-------- DOCUMENTO SORGENTE --------
Dopo l’8 settembre a salvare l’onore dell’Italia furono tra i primi gli IMI. In 650 mila preferirono la prigionia nei campi di lavoro in Germania e Polonia al tradimento della Patria, come ha ricordato recentemente il Presidente Mattarella in occasione della prima giornata nazionale degli Internati Militari Italiani. Pagarono un prezzo personale altissimo e si presume che almeno 50 mila di loro abbiano perso la vita per le durissime condizioni di lavoro, al limite della sopravvivenza, ma come ha detto il Presidente, con quel NO ai fascisti di Salò e alle truppe di occupazione tedesche difese la dignità e il senso autentico dell’amor di Patria, dopo che lo stesso vertice dello Stato si era dissolto”.
La Patria fascista si era mostrata “gonfia di vuoto”, per dirla con la Ginzburg una mera costruzione retorica cui erano stati immolati migliaia di uomini.
Fu forse il primo, importante atto di Resistenza degli italiani contro il nazifascismo, per molti anni misconosciuto e solo recentemente debitamente onorato, e sta lì a dimostrare il valore fondativo della Resistenza stessa, da cui ebbe origine la nostra Repubblica e la nostra Costituzione (1)
(1) Ricordo questo soprattutto per i più giovani, perché capiscano che lo studio della storia rappresenta una forma di autocoscienza insieme personale e collettiva…
Ma veniamo ai tragici fatti che oggi commemoriamo
La terribile vicenda dei martiri di Bassano ha rappresentato il mio primo approccio alla narrazione resistenziale. Ogni anno, all’inizio dell’estate, salendo in montagna con la famiglia per le vacanze, si faceva sosta in questa città che mi appariva bellissima, nel disegno delle case, nei colori, dall’aria così limpida e dolce. Contrastava con tutto ciò il breve cenno che immancabilmente mio padre faceva, camminando lungo il Viale dei Martiri, alla drammatica sorte dei giovani le cui immagini –in alcuni casi- erano state fissate ai tronchi degli alberi.
Quel tratto di strada aveva anche per lui un carattere sacro.
Fu così che Bassano rimase per me indissolubilmente legata al racconto, seppur solo accennato, di storie vive nella sua memoria e nella sua coscienza come in quella di molti italiani.
Il rastrellamento del Grappa di cui l’eccidio di Bassano fu l’ultimo atto, è ormai stato ricostruito dagli storici locali e nazionali (2) minuziosamente, con una precisa identificazione di quasi tutti i partecipanti, tedeschi e italiani, individuati nei loro ruoli: attori principali, comprimari, tragiche comparse.
-------- RIGHE MEMORIZZATE --------
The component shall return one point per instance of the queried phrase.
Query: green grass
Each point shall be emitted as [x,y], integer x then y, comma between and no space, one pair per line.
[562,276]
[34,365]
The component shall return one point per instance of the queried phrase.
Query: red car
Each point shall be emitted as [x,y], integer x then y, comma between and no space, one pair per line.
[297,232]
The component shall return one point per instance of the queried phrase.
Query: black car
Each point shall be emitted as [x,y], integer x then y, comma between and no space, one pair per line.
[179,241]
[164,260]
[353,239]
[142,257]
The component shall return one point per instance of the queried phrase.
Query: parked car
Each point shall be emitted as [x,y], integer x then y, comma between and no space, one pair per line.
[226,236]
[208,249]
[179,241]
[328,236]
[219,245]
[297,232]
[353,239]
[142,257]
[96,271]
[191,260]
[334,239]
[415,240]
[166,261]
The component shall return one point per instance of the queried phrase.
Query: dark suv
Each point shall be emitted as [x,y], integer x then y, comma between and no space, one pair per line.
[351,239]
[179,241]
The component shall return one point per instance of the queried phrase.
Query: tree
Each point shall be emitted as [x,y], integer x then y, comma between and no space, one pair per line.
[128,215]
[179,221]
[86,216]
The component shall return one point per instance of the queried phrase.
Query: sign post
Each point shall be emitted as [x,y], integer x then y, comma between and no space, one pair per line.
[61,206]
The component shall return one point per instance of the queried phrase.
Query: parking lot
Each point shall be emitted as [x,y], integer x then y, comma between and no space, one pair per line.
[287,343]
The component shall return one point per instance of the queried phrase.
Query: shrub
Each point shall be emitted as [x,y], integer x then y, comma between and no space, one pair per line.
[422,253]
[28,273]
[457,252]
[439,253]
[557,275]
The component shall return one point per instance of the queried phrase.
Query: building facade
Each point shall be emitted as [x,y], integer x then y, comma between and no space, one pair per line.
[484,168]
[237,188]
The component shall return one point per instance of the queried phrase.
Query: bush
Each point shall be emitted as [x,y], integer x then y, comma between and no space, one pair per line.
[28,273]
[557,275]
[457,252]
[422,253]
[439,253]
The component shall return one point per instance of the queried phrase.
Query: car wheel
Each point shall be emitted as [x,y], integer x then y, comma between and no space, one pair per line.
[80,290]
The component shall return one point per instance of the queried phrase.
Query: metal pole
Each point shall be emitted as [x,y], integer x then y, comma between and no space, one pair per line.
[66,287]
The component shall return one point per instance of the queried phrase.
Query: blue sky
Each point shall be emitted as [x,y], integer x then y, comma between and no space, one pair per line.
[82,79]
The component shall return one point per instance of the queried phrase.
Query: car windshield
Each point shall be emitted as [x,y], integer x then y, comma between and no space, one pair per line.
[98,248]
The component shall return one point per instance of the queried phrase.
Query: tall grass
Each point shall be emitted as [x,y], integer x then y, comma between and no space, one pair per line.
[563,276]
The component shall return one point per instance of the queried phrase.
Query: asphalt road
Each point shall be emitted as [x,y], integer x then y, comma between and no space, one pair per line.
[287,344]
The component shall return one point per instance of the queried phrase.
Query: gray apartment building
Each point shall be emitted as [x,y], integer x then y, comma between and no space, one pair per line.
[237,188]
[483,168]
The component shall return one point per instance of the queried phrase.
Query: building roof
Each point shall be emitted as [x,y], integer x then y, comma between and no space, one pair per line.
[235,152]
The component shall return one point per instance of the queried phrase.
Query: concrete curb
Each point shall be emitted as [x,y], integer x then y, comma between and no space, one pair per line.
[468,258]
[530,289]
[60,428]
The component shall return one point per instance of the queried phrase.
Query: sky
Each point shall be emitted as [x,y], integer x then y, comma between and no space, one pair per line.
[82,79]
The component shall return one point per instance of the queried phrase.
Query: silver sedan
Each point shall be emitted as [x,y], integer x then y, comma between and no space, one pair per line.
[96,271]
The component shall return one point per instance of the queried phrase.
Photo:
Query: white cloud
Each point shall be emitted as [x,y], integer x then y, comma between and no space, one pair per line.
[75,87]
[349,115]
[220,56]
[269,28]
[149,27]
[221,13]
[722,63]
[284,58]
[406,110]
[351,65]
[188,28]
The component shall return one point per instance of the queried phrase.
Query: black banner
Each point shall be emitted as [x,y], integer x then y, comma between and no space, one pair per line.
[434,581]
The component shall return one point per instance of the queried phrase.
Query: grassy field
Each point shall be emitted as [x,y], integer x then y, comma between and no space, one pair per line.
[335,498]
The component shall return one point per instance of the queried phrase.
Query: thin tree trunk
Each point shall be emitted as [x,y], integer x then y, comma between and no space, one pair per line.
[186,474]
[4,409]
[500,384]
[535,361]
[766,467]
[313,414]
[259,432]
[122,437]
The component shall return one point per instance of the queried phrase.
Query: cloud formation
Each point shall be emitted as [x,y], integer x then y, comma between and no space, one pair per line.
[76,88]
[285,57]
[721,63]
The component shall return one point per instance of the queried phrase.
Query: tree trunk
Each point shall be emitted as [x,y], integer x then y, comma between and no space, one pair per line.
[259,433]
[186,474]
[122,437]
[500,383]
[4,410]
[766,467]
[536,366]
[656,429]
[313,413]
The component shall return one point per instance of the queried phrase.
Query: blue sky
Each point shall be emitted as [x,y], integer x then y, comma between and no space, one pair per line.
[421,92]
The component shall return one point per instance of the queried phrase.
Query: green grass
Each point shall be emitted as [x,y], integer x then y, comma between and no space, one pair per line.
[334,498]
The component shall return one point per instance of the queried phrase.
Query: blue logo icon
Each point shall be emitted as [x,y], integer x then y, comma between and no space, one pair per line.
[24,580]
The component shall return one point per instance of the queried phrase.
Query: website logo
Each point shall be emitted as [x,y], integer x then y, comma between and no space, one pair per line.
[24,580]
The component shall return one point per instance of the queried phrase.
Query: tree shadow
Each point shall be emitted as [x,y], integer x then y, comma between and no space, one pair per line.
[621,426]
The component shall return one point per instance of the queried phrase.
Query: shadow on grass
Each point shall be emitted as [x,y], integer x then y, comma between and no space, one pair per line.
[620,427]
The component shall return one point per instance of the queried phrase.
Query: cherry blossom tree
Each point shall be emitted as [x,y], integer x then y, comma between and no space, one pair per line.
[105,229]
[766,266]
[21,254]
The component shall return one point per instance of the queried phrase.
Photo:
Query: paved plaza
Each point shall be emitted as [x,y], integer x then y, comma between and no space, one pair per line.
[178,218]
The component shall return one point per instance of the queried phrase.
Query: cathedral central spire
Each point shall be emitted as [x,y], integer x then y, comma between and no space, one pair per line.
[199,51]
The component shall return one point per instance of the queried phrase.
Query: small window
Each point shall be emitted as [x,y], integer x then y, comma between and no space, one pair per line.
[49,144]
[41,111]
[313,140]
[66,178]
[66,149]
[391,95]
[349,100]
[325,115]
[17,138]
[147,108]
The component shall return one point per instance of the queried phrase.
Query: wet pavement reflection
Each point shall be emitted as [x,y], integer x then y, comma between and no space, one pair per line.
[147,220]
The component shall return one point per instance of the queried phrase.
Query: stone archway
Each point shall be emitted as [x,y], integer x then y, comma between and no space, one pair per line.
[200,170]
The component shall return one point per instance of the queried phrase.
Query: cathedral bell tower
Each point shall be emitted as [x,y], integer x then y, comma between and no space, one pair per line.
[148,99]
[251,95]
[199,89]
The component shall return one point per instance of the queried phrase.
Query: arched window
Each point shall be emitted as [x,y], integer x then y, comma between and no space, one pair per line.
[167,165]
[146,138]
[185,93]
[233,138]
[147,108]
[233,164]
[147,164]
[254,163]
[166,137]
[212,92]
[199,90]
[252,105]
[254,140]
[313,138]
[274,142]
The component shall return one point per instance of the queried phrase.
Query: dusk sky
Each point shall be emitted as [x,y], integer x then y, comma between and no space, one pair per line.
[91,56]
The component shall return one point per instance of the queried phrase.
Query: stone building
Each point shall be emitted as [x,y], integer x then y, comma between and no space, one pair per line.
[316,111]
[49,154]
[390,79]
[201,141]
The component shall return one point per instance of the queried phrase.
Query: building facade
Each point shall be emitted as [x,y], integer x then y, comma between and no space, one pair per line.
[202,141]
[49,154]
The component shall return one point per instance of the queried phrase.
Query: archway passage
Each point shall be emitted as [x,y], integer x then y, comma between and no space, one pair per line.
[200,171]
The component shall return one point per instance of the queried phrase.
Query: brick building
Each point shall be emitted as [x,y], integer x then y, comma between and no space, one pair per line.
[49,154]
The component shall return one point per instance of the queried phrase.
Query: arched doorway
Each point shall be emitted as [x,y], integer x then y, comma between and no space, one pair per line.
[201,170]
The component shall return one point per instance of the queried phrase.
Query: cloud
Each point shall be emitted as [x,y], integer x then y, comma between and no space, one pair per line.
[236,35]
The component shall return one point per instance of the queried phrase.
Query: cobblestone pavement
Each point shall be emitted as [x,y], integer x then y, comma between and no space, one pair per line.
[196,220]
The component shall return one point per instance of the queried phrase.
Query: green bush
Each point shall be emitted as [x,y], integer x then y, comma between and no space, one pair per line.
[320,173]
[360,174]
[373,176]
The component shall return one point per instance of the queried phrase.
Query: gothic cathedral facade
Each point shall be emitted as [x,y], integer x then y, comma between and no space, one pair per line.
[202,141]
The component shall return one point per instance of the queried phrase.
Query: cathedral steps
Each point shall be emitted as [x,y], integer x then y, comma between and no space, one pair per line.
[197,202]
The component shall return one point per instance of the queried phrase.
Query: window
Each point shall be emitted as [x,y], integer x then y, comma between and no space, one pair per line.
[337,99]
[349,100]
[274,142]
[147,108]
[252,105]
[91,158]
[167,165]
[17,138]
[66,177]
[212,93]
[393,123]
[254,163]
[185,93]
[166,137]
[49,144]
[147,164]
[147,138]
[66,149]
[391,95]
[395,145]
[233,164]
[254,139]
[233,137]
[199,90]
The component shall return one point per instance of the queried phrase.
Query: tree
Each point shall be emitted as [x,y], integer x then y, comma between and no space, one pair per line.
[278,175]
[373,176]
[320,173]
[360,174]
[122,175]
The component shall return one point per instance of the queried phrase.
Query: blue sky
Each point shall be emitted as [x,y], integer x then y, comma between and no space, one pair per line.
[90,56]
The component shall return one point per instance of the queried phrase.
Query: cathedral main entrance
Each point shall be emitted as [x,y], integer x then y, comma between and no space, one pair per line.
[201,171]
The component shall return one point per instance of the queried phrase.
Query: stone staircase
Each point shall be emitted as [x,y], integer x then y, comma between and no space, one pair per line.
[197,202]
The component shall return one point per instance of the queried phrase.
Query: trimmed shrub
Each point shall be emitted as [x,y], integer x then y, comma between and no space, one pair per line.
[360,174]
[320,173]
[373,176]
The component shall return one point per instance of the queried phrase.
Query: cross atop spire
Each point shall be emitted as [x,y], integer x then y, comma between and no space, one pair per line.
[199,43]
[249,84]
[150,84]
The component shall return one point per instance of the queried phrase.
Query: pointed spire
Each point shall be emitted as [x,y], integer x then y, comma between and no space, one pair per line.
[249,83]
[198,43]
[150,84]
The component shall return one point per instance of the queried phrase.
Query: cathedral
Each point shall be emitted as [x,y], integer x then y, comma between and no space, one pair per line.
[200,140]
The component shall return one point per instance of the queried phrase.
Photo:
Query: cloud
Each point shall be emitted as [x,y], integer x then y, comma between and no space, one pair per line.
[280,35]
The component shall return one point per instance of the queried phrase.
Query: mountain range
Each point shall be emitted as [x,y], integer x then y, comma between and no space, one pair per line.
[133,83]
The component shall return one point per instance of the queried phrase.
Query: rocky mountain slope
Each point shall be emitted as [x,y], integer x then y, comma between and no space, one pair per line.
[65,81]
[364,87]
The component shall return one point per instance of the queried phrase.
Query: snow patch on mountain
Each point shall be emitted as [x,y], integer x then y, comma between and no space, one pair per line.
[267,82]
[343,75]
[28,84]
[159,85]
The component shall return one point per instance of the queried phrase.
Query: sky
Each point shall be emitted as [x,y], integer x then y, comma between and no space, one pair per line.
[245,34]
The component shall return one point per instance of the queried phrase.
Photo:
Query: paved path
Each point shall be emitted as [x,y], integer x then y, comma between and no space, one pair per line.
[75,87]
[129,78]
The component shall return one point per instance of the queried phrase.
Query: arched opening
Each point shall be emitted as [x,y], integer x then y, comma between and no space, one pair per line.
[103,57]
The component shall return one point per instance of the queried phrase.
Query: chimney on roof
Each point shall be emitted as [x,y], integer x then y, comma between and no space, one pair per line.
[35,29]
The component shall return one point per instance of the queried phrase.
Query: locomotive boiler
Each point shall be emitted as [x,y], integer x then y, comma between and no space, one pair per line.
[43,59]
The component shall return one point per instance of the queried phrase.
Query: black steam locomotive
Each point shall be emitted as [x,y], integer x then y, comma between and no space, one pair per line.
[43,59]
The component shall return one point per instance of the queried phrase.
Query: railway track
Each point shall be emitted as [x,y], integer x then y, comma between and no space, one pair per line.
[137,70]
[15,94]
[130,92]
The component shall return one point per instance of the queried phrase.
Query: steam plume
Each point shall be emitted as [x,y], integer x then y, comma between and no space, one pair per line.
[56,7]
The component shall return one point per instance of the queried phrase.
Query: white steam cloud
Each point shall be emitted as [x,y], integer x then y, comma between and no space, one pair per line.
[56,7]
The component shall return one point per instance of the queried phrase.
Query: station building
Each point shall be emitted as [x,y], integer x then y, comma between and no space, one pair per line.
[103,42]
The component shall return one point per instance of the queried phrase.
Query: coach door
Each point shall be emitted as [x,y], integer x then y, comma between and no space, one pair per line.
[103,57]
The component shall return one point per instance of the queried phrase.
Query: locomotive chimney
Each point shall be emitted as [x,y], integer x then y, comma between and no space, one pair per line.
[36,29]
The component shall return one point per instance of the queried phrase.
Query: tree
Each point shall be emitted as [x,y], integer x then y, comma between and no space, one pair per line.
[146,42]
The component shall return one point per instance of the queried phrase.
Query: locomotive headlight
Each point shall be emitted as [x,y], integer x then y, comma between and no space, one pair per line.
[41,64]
--------
ELENCO ATTIVITÀ:
1 – Trascrivi fedelmente il passo del documento sorgente che si apre con le parole contenenti "Dopo l’8 settembre" e si chiude con "migliaia di uomini.".
2 – Determina quante righe riportate sopra contengono la stringa "spire", tenendo conto di maiuscole e minuscole. Indica soltanto il numero.

RISPOSTE ALLE ATTIVITÀ:
1 –
Dopo l’8 settembre a salvare l’onore dell’Italia furono tra i primi gli IMI. In 650 mila preferirono la prigionia nei campi di lavoro in Germania e Polonia al tradimento della Patria, come ha ricordato recentemente il Presidente Mattarella in occasione della prima giornata nazionale degli Internati Militari Italiani. Pagarono un prezzo personale altissimo e si presume che almeno 50 mila di loro abbiano perso la vita per le durissime condizioni di lavoro, al limite della sopravvivenza, ma come ha detto il Presidente, con quel NO ai fascisti di Salò e alle truppe di occupazione tedesche difese la dignità e il senso autentico dell’amor di Patria, dopo che lo stesso vertice dello Stato si era dissolto”.
La Patria fascista si era mostrata “gonfia di vuoto”, per dirla con la Ginzburg una mera costruzione retorica cui erano stati immolati migliaia di uomini.

2 – 3